---------- Selected passage
Member of the Northern Territory Legislative Assembly for Drysdale
- In office 9 August 2008 – 24 August 2012
- Preceded by: Chris Natt
- Succeeded by: Lia Finocchiaro

Personal details
- Born: Adelaide, South Australia
- Party: Country Liberal Party (2008–2012)
- Other political affiliations: Independent (from July 2012)
- Occupation: Police officer

= Ross Bohlin =

Australian politician

Ross Oscar Charles Bohlin is a former Australian politician. He was a Country Liberal Party member of the Northern Territory Legislative Assembly, and held his seat of Drysdale from his defeat of sitting Labor member Chris Natt at the 2008 election until 2012.

Bohlin was born in Adelaide, South Australia, and served in the Australian Army. He moved to the Northern Territory in the 1990s, and joined the Northern Territory Police in 1998.
--------------------
---------- Data for this exercise
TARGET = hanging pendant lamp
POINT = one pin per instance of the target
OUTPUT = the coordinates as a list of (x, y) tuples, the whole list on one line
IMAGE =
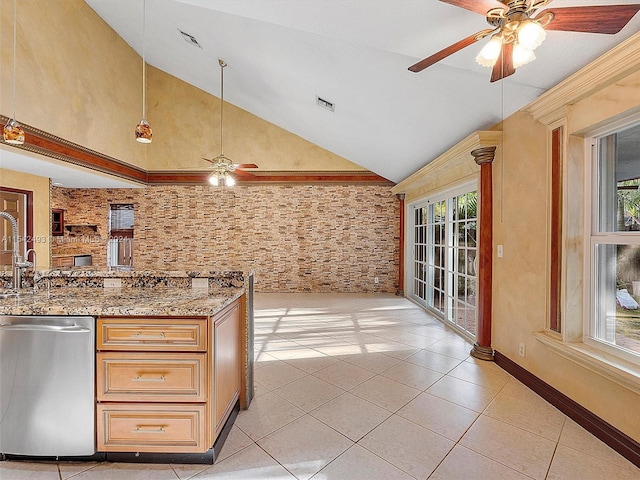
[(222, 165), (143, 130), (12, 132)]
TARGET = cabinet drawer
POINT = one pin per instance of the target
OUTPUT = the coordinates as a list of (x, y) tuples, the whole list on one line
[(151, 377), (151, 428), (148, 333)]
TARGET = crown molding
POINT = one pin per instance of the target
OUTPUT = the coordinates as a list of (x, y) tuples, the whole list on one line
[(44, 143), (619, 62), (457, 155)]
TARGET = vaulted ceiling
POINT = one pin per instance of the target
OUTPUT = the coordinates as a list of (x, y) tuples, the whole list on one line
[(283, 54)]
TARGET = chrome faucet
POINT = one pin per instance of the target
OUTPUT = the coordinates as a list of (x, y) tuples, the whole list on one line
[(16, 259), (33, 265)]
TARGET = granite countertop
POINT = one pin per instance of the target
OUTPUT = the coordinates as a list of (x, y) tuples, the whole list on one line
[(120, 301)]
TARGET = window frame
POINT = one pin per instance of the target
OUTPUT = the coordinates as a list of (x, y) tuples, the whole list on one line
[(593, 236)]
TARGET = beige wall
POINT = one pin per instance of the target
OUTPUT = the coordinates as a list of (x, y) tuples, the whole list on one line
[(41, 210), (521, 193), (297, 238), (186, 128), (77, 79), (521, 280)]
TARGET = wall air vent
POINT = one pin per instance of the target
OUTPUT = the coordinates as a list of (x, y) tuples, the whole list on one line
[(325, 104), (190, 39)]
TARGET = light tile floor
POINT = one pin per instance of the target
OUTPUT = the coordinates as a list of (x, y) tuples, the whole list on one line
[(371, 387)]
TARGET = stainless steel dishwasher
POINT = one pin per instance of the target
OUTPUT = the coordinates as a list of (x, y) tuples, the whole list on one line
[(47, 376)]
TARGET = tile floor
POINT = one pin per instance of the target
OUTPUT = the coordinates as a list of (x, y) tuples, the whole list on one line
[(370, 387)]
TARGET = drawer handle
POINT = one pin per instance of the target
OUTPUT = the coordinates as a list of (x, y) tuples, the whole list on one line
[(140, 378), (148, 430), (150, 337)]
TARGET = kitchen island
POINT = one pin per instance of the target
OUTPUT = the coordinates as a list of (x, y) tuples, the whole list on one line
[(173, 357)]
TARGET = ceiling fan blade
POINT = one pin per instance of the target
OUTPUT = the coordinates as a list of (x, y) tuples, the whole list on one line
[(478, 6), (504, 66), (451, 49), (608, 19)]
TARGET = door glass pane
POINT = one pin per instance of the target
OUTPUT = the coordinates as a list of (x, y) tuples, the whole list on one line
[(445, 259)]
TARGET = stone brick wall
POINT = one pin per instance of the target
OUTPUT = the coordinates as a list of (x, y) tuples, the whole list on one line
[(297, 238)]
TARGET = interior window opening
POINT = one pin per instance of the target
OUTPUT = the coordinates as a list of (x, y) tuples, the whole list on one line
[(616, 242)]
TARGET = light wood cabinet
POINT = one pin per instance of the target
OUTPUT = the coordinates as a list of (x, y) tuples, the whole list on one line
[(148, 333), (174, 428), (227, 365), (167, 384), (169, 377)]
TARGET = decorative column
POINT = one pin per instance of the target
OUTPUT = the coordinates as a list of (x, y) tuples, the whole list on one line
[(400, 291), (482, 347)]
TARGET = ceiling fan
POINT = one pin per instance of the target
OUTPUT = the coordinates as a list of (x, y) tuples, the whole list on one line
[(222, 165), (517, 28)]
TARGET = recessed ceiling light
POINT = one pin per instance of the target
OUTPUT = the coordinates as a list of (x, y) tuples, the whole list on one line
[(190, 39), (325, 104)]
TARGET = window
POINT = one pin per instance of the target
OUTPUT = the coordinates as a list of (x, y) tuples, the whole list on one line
--------------------
> _What to work on_:
A - Please give the lines of the entries from the line containing "TARGET = window frame" to the line containing "79), (521, 280)]" as a numbered list, leaving out any blank lines.
B - Carry the Ross Bohlin article on from the point where it ends.
The Ross Bohlin article and the entries are unrelated to each other.

> _Outputs for the tasks_:
A -
1. TARGET = window frame
2. POINT = one pin per instance of the target
3. OUTPUT = the coordinates as a list of (x, y) tuples, the whole list on one line
4. [(593, 236)]
5. TARGET = beige wall
6. POINT = one pin per instance of the target
7. OUTPUT = the coordinates as a list of (x, y) tuples, the whole list on one line
8. [(41, 210), (521, 193), (297, 238), (186, 128), (77, 79), (521, 280)]

B -
Ross was not re-endorsed by his own party to stand in the 2012 Northern Territory general election. This has been gossip within the CLP since May 2011, after he angered several of his colleagues by publicly supporting the distribution of condoms at a Darwin music festival. Nonetheless, he was surprised when he lost his preselection. CLP Party President Sue Fraser-Adams, was quoted in a newspaper article that "politics doesn't suit him, it's a lot harder than it looks" she went on to say that it was a safe seat for the party. Bohlin announced that he would run as an independent candidate in July.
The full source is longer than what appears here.